## Your instructions
What you produce should be an exact transcription of the data, minus any pictures.

## Records shown
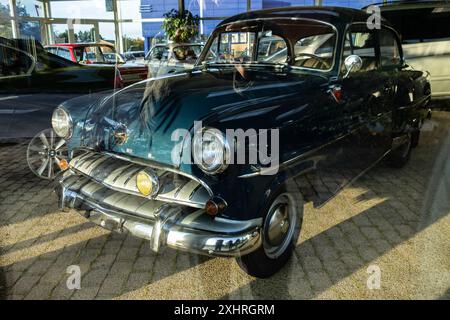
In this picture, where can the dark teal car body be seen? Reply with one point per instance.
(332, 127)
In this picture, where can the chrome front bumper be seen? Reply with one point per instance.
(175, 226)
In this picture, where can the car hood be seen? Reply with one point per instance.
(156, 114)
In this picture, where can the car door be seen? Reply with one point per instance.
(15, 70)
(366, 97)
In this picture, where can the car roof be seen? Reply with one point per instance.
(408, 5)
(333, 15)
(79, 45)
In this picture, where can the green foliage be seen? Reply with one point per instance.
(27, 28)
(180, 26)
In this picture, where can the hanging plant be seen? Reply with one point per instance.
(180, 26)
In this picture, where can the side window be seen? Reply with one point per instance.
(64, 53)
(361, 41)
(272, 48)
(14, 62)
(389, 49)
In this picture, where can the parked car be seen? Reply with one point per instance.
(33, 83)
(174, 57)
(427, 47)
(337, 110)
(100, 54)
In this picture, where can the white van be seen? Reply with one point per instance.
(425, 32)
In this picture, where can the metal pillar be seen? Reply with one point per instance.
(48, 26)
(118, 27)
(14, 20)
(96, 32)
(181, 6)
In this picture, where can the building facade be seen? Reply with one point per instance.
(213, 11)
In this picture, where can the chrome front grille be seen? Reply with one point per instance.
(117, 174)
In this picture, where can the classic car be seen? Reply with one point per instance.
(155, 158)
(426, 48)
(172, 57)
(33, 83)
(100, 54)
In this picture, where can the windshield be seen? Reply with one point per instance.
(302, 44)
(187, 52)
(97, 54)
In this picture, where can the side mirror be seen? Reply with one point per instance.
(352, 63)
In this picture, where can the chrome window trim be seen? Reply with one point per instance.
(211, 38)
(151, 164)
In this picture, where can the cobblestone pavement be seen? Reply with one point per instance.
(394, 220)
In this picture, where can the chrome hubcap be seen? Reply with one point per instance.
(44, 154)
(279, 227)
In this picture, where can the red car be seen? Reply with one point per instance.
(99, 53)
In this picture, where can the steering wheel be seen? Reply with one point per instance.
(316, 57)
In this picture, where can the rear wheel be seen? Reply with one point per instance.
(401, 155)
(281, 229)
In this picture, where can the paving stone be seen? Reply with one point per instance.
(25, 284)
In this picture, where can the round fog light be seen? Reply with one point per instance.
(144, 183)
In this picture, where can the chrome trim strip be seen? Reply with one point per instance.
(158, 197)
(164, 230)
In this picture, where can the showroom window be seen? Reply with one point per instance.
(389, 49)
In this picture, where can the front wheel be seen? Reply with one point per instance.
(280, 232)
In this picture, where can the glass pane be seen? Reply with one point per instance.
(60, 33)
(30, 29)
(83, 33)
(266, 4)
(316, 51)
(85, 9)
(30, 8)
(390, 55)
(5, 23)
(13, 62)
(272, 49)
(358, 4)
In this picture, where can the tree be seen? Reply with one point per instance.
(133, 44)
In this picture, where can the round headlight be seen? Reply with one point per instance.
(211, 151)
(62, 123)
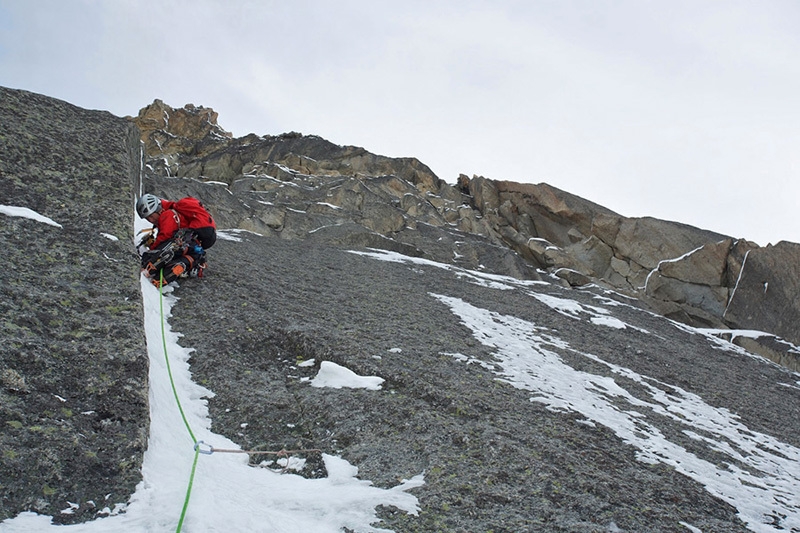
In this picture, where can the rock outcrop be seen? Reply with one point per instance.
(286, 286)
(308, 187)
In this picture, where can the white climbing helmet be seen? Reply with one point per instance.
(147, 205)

## Answer to this exercise
In this picture, where can the dark teal car body be seen? Reply with one point per instance.
(332, 127)
In this picture, where can the chrome front bumper be seen? Reply with one point per instance.
(175, 226)
In this picture, where can the car hood be seen? Reply with one point per instance.
(156, 114)
In this picture, where can the car door be seen? Reply with one point per instance.
(15, 70)
(366, 97)
In this picture, where can the car roof be seen? Reply with one point per instance.
(408, 5)
(333, 15)
(79, 45)
In this picture, where can the green foliage be seen? Reply with one point per instance.
(27, 28)
(180, 26)
In this picture, where can the hanging plant be seen? Reply with one point per instance.
(180, 26)
In this picture, where can the side window be seen? Reply with one point per instance.
(64, 53)
(361, 41)
(272, 48)
(14, 62)
(389, 49)
In this picture, where can the parked car be seen? Reply with one point per instance.
(33, 83)
(174, 57)
(427, 47)
(337, 110)
(100, 54)
In this picture, where can the white van be seen? Reply with one point per instance.
(425, 32)
In this picture, where can the metal pillar be seen? Reply with one point per instance.
(48, 26)
(118, 27)
(14, 20)
(96, 32)
(181, 6)
In this picture, where can the building facade be seen? Reply with one point per instance.
(213, 11)
In this picture, where can the chrome front grille be seen? Reply with one point per instance.
(117, 174)
In this picture, where can the classic car be seen? Reply with one point per instance.
(155, 158)
(426, 48)
(172, 57)
(33, 83)
(100, 54)
In this picture, where can the windshield be seen? Reply with one point per instance.
(302, 44)
(187, 52)
(97, 54)
In this picture, where can the side mirror be seen? Reply with one point per instance.
(352, 63)
In this picture, where can the chrome window trim be seen? Reply with one point per instance.
(211, 38)
(151, 164)
In this picture, where can the cobblestone pavement be seen? Reply with one point per instance.
(394, 220)
In this picture, where can the chrome hubcap be seen? Reply with one point per instance.
(44, 154)
(279, 227)
In this picture, where can the red car be seen? Reply with one point per instance.
(99, 53)
In this picture, where can the steering wheel be seen? Reply with one point per instance.
(316, 57)
In this picture, where can the rear wheel be seen? Reply with one point per instance.
(401, 155)
(281, 229)
In this picture, where can the paving stone be seen? Reply with one point per instance.
(25, 284)
In this picture, where can the round fog light be seen? Reply with one point per instance.
(144, 183)
In this picture, where can the chrome trim strip be seen? Reply with one point per instance.
(158, 197)
(164, 230)
In this picture, where can the showroom window be seen? Reply with one point per instance.
(389, 49)
In this picture, where can the front wheel be seen? Reply with one point per instance.
(280, 232)
In this picture, where can the glass pane be seen? Reply with one point per instance.
(60, 33)
(30, 29)
(83, 33)
(266, 4)
(316, 51)
(85, 9)
(30, 8)
(390, 55)
(5, 23)
(13, 62)
(272, 49)
(358, 4)
In this picture, where can the tree be seen? Reply with one point per instance.
(133, 44)
In this picture, where can the round headlight be seen? Reply with one point per instance.
(211, 151)
(62, 123)
In this picture, where can the rock outcrop be seen? Reply with one point per instance.
(286, 286)
(308, 187)
In this picture, where can the white climbing helmet be seen? Reply with one point per instance.
(147, 205)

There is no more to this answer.